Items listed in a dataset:
□ □ □ □ □
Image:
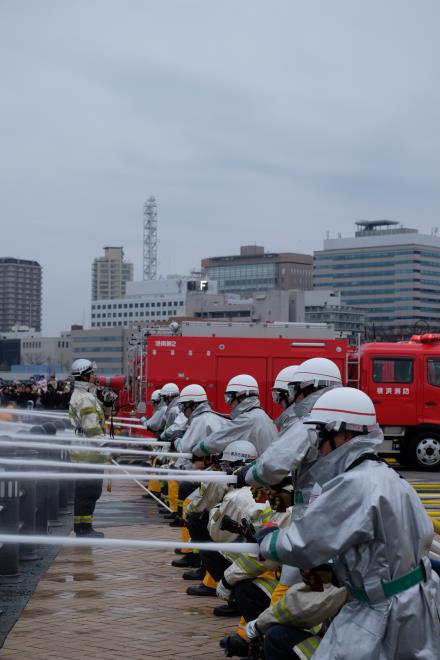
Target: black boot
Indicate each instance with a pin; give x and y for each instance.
(234, 645)
(196, 574)
(88, 531)
(201, 590)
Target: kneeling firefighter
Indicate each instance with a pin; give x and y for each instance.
(372, 525)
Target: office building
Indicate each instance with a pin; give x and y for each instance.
(104, 346)
(110, 274)
(256, 270)
(147, 301)
(323, 306)
(262, 306)
(390, 271)
(20, 293)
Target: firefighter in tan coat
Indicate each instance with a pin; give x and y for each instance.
(87, 416)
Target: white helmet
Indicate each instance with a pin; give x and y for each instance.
(193, 394)
(82, 366)
(242, 384)
(239, 450)
(318, 372)
(155, 396)
(343, 408)
(169, 390)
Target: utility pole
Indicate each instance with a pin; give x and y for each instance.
(150, 239)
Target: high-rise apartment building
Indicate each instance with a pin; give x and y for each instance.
(110, 274)
(256, 270)
(390, 271)
(20, 293)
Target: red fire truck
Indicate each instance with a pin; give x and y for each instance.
(403, 378)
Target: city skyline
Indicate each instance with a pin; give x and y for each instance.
(249, 124)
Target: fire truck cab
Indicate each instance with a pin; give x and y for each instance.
(403, 380)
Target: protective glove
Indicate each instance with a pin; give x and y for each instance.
(223, 590)
(261, 535)
(252, 630)
(265, 531)
(241, 475)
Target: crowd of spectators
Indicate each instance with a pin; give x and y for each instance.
(37, 392)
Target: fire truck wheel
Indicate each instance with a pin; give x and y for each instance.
(423, 451)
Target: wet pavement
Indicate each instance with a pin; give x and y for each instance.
(105, 604)
(98, 603)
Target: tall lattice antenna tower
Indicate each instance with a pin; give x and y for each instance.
(150, 239)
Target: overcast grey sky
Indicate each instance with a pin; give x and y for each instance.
(249, 120)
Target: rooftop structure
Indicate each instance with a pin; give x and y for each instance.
(391, 272)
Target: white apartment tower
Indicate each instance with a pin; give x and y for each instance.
(110, 274)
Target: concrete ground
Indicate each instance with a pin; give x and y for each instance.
(108, 604)
(130, 604)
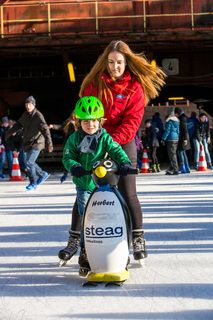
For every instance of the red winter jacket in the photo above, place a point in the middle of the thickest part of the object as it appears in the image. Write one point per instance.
(124, 112)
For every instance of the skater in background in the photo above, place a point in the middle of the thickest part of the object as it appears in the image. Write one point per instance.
(2, 151)
(151, 143)
(124, 82)
(139, 148)
(183, 142)
(202, 135)
(8, 153)
(159, 125)
(68, 127)
(83, 149)
(170, 138)
(191, 121)
(36, 136)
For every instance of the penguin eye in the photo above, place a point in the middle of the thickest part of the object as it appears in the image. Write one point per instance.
(108, 164)
(96, 164)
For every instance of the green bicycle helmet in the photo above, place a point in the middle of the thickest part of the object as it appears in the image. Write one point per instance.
(89, 108)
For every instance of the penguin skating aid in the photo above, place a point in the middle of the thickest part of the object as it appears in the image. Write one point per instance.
(106, 229)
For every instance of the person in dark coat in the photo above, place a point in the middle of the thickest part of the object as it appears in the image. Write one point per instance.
(202, 136)
(150, 141)
(170, 138)
(36, 136)
(184, 141)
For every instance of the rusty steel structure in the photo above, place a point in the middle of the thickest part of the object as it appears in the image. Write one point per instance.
(74, 19)
(38, 39)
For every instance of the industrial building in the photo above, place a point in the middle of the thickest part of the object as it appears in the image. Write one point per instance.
(47, 47)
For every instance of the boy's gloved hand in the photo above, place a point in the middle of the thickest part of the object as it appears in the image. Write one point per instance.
(124, 169)
(78, 171)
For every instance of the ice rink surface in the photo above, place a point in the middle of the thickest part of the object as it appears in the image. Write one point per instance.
(176, 282)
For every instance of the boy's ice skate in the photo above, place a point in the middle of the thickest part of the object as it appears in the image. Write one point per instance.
(83, 262)
(72, 247)
(139, 246)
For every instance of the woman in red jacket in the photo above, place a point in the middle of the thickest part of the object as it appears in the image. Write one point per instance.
(124, 81)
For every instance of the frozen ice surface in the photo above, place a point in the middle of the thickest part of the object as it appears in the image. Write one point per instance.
(176, 282)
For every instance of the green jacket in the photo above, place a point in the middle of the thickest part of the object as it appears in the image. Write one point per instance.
(72, 156)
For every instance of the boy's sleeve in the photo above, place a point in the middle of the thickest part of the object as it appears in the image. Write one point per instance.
(70, 153)
(116, 152)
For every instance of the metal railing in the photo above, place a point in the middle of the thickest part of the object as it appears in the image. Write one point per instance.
(79, 17)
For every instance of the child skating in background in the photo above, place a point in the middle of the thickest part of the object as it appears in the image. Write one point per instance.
(87, 145)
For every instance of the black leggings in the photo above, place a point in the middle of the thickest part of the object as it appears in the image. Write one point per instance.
(127, 187)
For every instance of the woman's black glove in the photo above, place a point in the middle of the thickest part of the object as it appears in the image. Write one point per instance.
(124, 169)
(78, 171)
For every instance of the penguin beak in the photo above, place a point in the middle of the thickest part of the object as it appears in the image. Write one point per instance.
(100, 171)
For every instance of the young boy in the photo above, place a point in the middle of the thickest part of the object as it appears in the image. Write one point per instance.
(87, 145)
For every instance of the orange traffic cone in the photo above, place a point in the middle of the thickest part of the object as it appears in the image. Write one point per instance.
(16, 172)
(145, 162)
(202, 166)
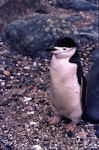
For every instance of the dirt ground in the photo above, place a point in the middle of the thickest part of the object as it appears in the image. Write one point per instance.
(24, 95)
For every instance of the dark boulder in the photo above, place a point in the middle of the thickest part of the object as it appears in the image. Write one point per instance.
(33, 34)
(76, 5)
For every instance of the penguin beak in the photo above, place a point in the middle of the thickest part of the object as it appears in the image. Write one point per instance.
(51, 49)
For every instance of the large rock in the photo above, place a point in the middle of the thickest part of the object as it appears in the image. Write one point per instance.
(33, 34)
(76, 4)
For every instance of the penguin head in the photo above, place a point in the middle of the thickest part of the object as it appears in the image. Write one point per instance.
(64, 47)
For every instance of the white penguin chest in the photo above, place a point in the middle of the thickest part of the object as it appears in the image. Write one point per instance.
(64, 87)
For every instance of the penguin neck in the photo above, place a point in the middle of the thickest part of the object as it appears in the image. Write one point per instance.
(66, 56)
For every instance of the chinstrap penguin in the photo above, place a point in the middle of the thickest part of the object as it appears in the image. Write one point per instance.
(91, 110)
(66, 80)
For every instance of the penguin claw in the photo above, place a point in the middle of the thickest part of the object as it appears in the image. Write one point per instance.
(71, 126)
(54, 120)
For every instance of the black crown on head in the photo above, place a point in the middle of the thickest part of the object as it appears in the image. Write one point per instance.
(65, 42)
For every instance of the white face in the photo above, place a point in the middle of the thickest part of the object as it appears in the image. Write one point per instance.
(64, 51)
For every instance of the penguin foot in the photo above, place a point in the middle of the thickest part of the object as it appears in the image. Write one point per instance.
(54, 120)
(70, 127)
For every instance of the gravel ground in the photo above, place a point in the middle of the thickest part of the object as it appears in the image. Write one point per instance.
(24, 100)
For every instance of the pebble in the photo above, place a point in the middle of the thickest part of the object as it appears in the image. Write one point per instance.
(6, 72)
(82, 135)
(27, 67)
(37, 147)
(33, 123)
(3, 83)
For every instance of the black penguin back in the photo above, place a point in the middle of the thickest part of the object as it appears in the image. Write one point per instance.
(91, 112)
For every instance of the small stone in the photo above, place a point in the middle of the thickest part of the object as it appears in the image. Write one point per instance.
(3, 83)
(97, 133)
(37, 147)
(33, 123)
(27, 99)
(27, 67)
(82, 135)
(6, 72)
(30, 112)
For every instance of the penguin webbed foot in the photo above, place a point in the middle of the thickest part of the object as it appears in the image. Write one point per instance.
(54, 120)
(71, 126)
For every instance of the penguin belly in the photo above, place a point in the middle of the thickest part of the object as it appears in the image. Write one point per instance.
(65, 91)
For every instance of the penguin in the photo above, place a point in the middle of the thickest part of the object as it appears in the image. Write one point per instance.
(91, 110)
(66, 82)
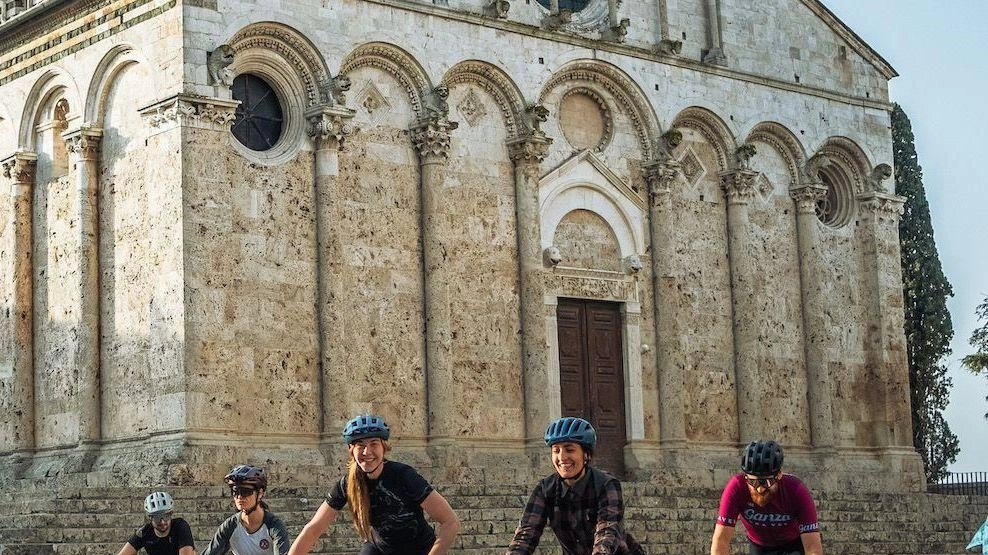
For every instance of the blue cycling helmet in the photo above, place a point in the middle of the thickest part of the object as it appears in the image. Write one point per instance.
(365, 426)
(762, 458)
(572, 429)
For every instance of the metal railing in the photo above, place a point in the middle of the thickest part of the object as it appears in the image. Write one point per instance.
(961, 483)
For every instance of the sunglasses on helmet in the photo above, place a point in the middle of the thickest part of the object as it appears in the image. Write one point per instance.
(242, 491)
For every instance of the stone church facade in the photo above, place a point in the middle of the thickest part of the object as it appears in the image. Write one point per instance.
(229, 225)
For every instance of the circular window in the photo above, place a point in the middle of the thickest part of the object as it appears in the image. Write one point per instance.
(259, 117)
(834, 209)
(571, 5)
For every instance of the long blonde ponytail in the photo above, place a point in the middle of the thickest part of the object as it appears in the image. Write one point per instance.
(358, 495)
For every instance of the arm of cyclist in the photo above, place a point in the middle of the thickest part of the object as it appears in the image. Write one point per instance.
(721, 542)
(438, 509)
(812, 544)
(325, 516)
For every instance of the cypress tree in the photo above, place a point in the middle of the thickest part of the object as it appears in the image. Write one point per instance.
(977, 362)
(927, 322)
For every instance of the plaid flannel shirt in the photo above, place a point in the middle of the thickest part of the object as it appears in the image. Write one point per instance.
(585, 522)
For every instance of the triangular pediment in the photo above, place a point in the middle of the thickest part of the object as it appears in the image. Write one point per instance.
(589, 167)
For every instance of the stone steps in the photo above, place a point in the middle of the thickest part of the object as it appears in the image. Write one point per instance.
(669, 521)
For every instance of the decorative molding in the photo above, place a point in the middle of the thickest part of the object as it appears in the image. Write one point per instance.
(330, 123)
(184, 110)
(605, 114)
(660, 176)
(396, 62)
(883, 206)
(293, 48)
(84, 141)
(496, 83)
(738, 185)
(808, 197)
(431, 138)
(20, 167)
(624, 90)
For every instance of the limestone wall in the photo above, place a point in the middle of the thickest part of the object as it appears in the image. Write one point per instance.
(398, 259)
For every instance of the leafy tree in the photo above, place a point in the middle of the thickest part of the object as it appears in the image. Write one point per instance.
(927, 322)
(978, 361)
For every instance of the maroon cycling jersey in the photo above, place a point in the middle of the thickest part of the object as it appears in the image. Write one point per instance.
(789, 513)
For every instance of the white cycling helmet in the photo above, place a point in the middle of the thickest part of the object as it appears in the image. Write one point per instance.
(158, 502)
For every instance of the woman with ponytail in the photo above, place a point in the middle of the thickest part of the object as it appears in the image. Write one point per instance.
(388, 500)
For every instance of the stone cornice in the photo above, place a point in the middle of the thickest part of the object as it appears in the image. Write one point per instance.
(431, 138)
(643, 52)
(883, 206)
(184, 110)
(20, 167)
(330, 123)
(738, 185)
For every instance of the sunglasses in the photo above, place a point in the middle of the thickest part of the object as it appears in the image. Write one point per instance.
(763, 481)
(161, 517)
(240, 491)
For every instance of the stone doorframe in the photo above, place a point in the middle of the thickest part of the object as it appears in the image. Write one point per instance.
(631, 351)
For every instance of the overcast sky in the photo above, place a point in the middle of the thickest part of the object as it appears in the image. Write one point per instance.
(938, 49)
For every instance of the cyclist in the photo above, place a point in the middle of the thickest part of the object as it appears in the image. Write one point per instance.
(386, 498)
(582, 504)
(777, 509)
(164, 533)
(253, 529)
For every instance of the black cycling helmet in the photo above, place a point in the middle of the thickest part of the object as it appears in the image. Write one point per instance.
(247, 475)
(365, 426)
(572, 429)
(762, 458)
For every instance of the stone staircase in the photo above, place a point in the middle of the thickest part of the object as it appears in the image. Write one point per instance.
(42, 520)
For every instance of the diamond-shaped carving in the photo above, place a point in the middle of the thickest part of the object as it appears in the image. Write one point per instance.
(472, 108)
(691, 167)
(372, 101)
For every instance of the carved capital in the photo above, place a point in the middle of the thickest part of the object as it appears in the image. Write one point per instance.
(330, 124)
(738, 185)
(20, 167)
(529, 150)
(883, 207)
(431, 138)
(84, 142)
(660, 175)
(807, 197)
(184, 110)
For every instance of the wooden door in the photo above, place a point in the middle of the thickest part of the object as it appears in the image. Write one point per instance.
(591, 374)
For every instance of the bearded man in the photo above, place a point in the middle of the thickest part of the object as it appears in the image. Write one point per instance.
(777, 509)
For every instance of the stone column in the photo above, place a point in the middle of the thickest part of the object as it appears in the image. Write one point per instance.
(816, 336)
(431, 138)
(715, 52)
(527, 153)
(660, 175)
(329, 126)
(886, 341)
(20, 169)
(83, 146)
(739, 189)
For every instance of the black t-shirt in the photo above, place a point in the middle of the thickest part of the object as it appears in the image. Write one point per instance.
(179, 536)
(396, 500)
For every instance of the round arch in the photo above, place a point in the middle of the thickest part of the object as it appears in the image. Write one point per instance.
(396, 62)
(496, 83)
(52, 83)
(713, 129)
(114, 61)
(785, 143)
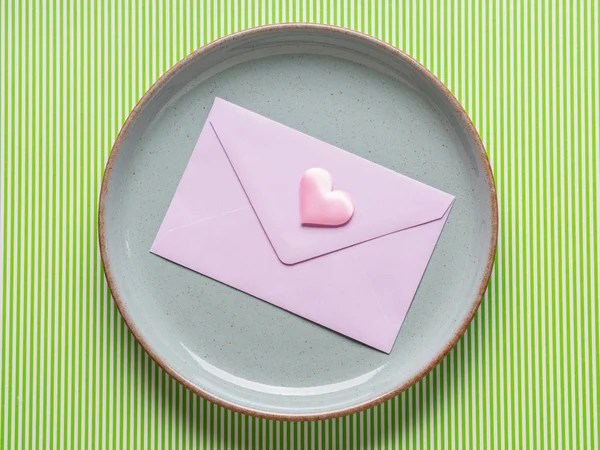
□ □ □ □ □
• _PROBLEM DETAILS_:
Every line from the one containing "For every instance of the stone column" through the last line of the data, both included, is to be repeated exactly; the pictures are to be left out.

• _WRITTEN SOLUTION_:
For every instance of the stone column in the photo above, place a point in the middle of the thickest part of the object as it appears in the image. Write one point per instance.
(816, 336)
(431, 138)
(715, 52)
(527, 153)
(660, 175)
(329, 126)
(886, 341)
(20, 169)
(83, 146)
(739, 189)
For every instance of the black t-shirt in the photo above, place a point in the middle of the thickest part of the object as it appears in the image. Write one point per instance.
(179, 536)
(396, 500)
For every instance of the round arch in the photo above, place a point in the middle of the thickest part of the object as it appears in the image. Write one point per instance.
(396, 62)
(496, 83)
(52, 83)
(713, 129)
(114, 61)
(785, 143)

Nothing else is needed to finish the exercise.